Tasks to perform —
(A) Change "Telegraf instance" to "metrics agent" in the metrics collection example, and give that example again from "In this setup, every" up to and including "the Telegraf instance.".
(B) Extend the metrics collection example past its final sentence.

---------- Page extract ----------

Example: Collect metrics

enzoaguado · August 12, 2020, 7:41am

This example implementation provides a starting point for a monitoring stack that can be used to gather metrics with Telegraf and Prometheus and access them through Grafana.

Important:

This reference implementation is provided for demonstration purposes only. It does not cover all aspects that you should consider for a production-level solution (for example, high availability). It cannot be used with the Anbox Cloud Appliance.

In this setup, every LXD cluster node runs a Telegraf instance that gathers the machine metrics. All Anbox containers that exist on the node also report their metrics to the Telegraf instance.

Prometheus gathers the metrics provided by the different sources (the Telegraf instances, AMS, Anbox Stream Gateway and NATS) and stores them in its time series database. You can then access, query and visualise the full metrics data through Grafana.

---------- Supplied records ----------

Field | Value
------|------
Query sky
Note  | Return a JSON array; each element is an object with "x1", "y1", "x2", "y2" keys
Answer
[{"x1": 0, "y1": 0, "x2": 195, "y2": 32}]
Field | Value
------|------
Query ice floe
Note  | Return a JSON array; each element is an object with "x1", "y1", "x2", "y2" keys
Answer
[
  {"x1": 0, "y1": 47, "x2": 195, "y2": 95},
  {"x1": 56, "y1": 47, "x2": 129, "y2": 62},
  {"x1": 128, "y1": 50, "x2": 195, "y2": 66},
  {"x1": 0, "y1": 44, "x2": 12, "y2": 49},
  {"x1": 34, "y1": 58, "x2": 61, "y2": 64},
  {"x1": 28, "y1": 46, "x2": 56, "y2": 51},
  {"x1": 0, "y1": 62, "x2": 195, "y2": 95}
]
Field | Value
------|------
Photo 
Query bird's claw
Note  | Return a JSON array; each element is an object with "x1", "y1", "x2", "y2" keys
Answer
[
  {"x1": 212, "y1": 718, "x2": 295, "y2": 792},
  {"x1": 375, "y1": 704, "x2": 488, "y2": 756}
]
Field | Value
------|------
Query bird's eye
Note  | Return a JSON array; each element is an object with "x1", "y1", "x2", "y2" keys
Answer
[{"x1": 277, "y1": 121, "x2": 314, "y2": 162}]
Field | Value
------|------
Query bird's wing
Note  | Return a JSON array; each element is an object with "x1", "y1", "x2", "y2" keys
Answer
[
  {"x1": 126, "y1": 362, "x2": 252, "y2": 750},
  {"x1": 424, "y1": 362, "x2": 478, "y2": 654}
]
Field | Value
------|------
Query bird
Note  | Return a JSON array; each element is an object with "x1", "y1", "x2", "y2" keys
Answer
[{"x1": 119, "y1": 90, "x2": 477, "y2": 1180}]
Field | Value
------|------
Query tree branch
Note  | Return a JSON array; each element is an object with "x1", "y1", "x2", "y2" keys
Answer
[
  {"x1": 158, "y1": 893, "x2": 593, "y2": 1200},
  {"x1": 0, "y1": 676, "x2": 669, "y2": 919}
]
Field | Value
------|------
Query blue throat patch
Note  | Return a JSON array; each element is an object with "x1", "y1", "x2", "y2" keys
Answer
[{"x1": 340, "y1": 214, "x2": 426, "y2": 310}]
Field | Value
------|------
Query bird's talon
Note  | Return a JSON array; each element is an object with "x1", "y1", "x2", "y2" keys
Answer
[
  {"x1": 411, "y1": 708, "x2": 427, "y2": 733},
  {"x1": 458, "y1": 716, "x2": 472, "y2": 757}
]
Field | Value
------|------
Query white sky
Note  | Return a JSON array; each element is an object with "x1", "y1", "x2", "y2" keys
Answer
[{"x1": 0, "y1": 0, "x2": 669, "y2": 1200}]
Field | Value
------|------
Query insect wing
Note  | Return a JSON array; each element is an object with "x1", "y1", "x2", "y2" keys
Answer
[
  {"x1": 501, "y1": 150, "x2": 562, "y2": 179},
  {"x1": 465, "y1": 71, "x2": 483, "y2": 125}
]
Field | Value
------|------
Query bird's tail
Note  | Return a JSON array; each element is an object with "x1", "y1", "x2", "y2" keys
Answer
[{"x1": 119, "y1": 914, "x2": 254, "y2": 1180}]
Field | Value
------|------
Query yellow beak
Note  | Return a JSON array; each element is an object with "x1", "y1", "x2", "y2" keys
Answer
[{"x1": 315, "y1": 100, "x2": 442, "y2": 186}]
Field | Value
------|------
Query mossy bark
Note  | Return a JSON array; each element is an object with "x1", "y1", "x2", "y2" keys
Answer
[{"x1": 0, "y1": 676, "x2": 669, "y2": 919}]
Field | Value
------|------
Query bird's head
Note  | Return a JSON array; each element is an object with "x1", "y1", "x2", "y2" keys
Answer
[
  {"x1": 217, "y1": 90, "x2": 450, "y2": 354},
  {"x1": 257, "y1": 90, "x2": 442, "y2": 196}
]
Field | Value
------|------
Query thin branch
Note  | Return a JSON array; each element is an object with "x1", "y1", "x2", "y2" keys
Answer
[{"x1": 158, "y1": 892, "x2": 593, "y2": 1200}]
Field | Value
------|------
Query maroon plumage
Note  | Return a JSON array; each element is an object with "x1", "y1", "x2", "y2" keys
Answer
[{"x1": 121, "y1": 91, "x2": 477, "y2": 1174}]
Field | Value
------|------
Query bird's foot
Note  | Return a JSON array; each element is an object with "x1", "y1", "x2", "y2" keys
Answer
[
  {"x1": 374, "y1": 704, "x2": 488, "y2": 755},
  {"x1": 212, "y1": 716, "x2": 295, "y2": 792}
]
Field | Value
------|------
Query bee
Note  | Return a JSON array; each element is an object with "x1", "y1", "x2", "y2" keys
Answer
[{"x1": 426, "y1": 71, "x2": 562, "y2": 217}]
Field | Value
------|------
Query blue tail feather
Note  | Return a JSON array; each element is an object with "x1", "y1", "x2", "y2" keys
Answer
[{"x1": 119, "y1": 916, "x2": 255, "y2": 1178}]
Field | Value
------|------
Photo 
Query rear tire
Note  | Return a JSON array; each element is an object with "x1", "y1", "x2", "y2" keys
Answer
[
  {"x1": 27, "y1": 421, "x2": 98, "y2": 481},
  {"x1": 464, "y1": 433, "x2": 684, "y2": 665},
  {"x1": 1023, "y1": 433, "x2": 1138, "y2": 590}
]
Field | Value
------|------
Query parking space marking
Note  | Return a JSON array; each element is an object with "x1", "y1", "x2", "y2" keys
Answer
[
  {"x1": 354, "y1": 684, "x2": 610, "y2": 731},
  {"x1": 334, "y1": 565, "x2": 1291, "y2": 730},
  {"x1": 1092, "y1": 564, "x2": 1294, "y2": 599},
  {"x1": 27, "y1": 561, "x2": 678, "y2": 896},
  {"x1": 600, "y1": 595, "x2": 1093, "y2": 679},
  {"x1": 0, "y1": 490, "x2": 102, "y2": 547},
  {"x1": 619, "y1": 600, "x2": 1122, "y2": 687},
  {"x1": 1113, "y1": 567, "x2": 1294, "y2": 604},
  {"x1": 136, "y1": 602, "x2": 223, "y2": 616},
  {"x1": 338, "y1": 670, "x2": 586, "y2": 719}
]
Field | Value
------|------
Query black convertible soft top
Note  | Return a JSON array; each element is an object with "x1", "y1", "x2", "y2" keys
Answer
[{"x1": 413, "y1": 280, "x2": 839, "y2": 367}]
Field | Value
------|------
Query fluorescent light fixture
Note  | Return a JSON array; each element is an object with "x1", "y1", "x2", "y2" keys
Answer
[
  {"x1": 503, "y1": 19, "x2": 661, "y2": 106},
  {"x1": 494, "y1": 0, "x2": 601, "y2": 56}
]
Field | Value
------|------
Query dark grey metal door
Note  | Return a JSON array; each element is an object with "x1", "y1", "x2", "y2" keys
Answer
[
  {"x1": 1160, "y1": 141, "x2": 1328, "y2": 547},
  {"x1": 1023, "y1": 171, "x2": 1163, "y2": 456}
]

----------

Response list —
(A)
In this setup, every LXD cluster node runs a metrics agent that gathers the machine metrics. All Anbox containers that exist on the node also report their metrics to the metrics agent.

(B)
Architecture for collecting metrics

Deploy the solution

The monitoring stack is provided as an overlay file that you use when deploying Anbox Cloud.

The overlay file adds a machine to the deployment (with ID 2 for the anbox-cloud-core bundle or ID 3 for the anbox-cloud bundle), which is used to run Grafana, Prometheus and HAProxy (as a reverse proxy that secures access to the internal endpoints of the other services). In addition, the overlay installs and configures Telegraf for both AMS and the LXD nodes, and it creates the required relations.

The minimum requirements for the additional machine are as follows:

Architecture	CPU cores	RAM	Disk	GPUs	Components
amd64	4	4 GB	100 GB SSD	no	Grafana, Prometheus

Complete the following steps to deploy Anbox Cloud with the reference monitoring stack:

Create a monitoring.yaml file using the following example files, depending on which Juju bundle you want to deploy:
- Monitoring configuration for the anbox-cloud-core bundle
- Monitoring configuration for the anbox-cloud bundle
Note:
For a production-level solution, replace the automatically generated self-signed SSL credentials with proper ones.
Deploy Anbox Cloud with the overlay file.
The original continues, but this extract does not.